** Page **

# Dewalt and other Brand Routers



## Tagwatts (Apr 11, 2012)

I just received an ad from Rockler. They have a sale going on at present. The Dewalt Palm Router is selling for $159.00, for the fixed and plunge base included I have submitted a price request to see what happes The same router at Amazon is $149. and includes freight. I have this same router and have found it to be an excellent small router. Just, if you are looking, may want to check further.

Thanks for your time.:laugh2:


----------



## Cherryville Chuck (Sep 28, 2010)

I got mine for $149 Canadian on Amazon.ca and that was also with free delivery. I assume you mean the 611 pk. Great little router. I love using it.


----------



## Stick486 (Jan 4, 2013)

Tagwatts said:


> I just received an ad from Rockler. They have a sale going on at present. The Dewalt Palm Router is selling for $159.00, for the fixed and plunge base included I have submitted a price request to see what happes The same router at Amazon is $149. and includes freight. I have this same router and have found it to be an excellent small router. Just, if you are looking, may want to check further.
> 
> Thanks for your time.:laugh2:


look to CPO reconditioned for perhaps an even better deal...
Reconditioned Tools


----------



## DesertRatTom (Jul 3, 2012)

I have the Bosch Colt, with all the add ons and like it. But I think the 611 is easily its equal and in a few ways, better, in particular the clear plastic base. I bought the Colt with only the fixed base and wound up paying a lot more for the plunge base and a 2 handled wide base for better control. A small router is so much nicer to use freehand than the 1617 when that extra power isn't needed, such as hinge mortises and small roundovers cut freehand. I don't think you can go wrong with either machine.


----------



## hawkeye10 (Jul 28, 2015)

Stick486 said:


> look to CPO reconditioned for perhaps an even better deal...

** Recorded data **
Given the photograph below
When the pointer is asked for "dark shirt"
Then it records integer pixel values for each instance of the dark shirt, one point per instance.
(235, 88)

** Given exercise 1 **
Revise the part of the router thread that opens with the words containing "## Tagwatts (Apr" and closes with "(Sep 28, 2010)", replacing "excellent" with "outstanding".
** Given exercise 2 **
List the usernames that head the posts in the router thread.
** Given exercise 3 **
Say whether each statement agrees with the router thread, and support each answer with the deciding words quoted from it: (a) Cherryville Chuck bought the router on Amazon.ca for $149 Canadian. (b) DesertRatTom bought the Colt with the plunge base already included. (c) The Amazon price mentioned by Tagwatts includes freight.
The material stands apart from the router thread.

** Task output 1 **
## Tagwatts (Apr 11, 2012)

I just received an ad from Rockler. They have a sale going on at present. The Dewalt Palm Router is selling for $159.00, for the fixed and plunge base included I have submitted a price request to see what happes The same router at Amazon is $149. and includes freight. I have this same router and have found it to be an outstanding small router. Just, if you are looking, may want to check further.

Thanks for your time.:laugh2:


----------



## Cherryville Chuck (Sep 28, 2010)

** Task output 2 **
Tagwatts, Cherryville Chuck, Stick486, DesertRatTom, hawkeye10

** Task output 3 **
(a) Yes: "I got mine for $149 Canadian on Amazon.ca"
(b) No: "I bought the Colt with only the fixed base"
(c) Yes: "The same router at Amazon is $149. and includes freight."